• _What to do_:
Write the next part of the news piece about how the protease RHBDL4 keeps the immune system in check, starting right after its last sentence.
Text under study Start Marker
Regulatory mechanism that keeps the immune system in check identified

Researchers from the UoC's Center for Biochemistry at the Faculty of Medicine and the UoC CECAD Cluster of Excellence in Aging Research have discovered that an excessive immune response can be prevented by the intramembrane protease RHBDL4.

In a study now published in Nature Communications under the title "RHBDL4-triggered downregulation of COPII adaptor protein TMED7 suppresses TLR4-mediated inflammatory signaling," the previously unknown regulatory mechanism is described.

The researchers discovered that the cleavage of a cargo receptor by a so-called intramembrane protease reduces the localization of a central immune receptor on the cell surface and thereby the risk of an overreaction of the immune system.

Intramembrane proteases are reactive proteins that reside in the cell membranes. They form a special group of proteases because they cut proteins within cellular membranes. Many of these unusual proteases have not yet been sufficiently characterized and only a few of the molecules they can cleave—the so-called substrates—and thus their functions are known.

One of these intramembrane proteases is RHBDL4. It is located in the endoplasmic reticulum, a large intracellular membrane system that is responsible, among other things, for the correct folding of newly synthesized proteins that are fed into the secretory route.
Text under study End Marker
Data under study Start Marker
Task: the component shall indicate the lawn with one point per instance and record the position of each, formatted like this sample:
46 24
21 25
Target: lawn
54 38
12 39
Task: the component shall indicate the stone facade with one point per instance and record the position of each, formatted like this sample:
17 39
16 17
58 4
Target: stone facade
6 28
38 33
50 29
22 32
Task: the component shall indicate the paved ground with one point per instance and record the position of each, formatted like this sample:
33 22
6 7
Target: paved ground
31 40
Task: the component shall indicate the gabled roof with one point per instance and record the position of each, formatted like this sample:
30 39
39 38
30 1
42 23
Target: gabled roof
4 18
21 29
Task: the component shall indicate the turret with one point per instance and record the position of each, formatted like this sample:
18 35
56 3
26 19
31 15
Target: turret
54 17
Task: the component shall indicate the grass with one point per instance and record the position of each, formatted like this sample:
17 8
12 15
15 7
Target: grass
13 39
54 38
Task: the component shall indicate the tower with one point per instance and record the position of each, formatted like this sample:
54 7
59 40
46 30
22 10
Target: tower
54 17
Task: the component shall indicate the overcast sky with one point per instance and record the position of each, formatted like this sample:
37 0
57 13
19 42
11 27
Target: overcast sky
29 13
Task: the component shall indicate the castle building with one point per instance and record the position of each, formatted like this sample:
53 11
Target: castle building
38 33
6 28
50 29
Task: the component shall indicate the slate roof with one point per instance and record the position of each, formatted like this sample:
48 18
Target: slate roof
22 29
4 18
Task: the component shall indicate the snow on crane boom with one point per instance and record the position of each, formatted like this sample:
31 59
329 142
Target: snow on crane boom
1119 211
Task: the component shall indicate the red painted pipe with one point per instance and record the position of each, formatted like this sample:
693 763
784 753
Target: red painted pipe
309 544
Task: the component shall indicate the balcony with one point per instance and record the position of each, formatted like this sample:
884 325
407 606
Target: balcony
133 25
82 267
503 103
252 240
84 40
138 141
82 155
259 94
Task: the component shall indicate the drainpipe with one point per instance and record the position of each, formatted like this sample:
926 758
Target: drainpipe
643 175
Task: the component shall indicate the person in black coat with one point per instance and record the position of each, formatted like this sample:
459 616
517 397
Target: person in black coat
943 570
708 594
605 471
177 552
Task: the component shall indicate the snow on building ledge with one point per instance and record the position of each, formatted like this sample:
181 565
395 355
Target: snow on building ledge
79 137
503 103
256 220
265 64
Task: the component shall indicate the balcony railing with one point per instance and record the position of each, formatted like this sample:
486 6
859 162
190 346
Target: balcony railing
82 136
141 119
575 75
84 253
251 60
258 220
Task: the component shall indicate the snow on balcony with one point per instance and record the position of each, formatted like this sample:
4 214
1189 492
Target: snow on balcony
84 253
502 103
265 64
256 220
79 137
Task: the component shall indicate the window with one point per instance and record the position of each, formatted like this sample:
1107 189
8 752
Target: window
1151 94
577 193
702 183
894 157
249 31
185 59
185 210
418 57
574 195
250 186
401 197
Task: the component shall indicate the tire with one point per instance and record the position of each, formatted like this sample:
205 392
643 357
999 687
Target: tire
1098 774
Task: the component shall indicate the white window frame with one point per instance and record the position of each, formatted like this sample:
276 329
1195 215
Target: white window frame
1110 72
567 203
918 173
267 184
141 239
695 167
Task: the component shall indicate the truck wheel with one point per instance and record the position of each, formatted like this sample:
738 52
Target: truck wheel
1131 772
Data under study End Marker
• _Exercise output_:
In search of substrates and RHBDL4's molecular function, the team led by Marius Lemberg, Professor of Biochemistry and principal investigator at CECAD at the UoC, discovered a mechanism for regulating the innate immune system. This involves cleaving a transport protein and thus preventing the transport of an immune receptor to the cell surface.

In order to get a first glimpse of the physiological function of RHBDL4, the research team examined tissue culture cells for substrates using mass spectrometry. Among the substrate candidates were several so-called cargo receptors. These are proteins that are necessary for the transport of specific proteins along the secretory route.

Contrary to what has long been assumed, most proteins are not simply secreted from the endoplasmic reticulum in a non-specific manner, but must be selected and transported by cargo receptors. One such cargo receptor, TMED7, has now been characterized as a substrate of RHBDL4.

By cleaving this cargo receptor, the cell can precisely and quickly control the transport of certain proteins and thereby adapt the cell to the given environmental conditions. "This type of regulation of transport processes by cleavage of cargo receptors by an intramembrane protease has not yet been described," said Lemberg.

This finding is particularly interesting in light of the fact that the cargo receptor TMED7 transports a central immune receptor of the body's innate immune system to the cell surface—the so-called toll-like receptor 4 (TLR4). When TLR4 comes into contact with components of bacterial cell walls, it induces an immune response, i.e., a defense reaction. Cleavage of the cargo receptor TMED7 by RHBDL4 results in fewer TLR4 molecules reaching the cell surface and consequently in a reduction of the immune response to bacterial cell wall components.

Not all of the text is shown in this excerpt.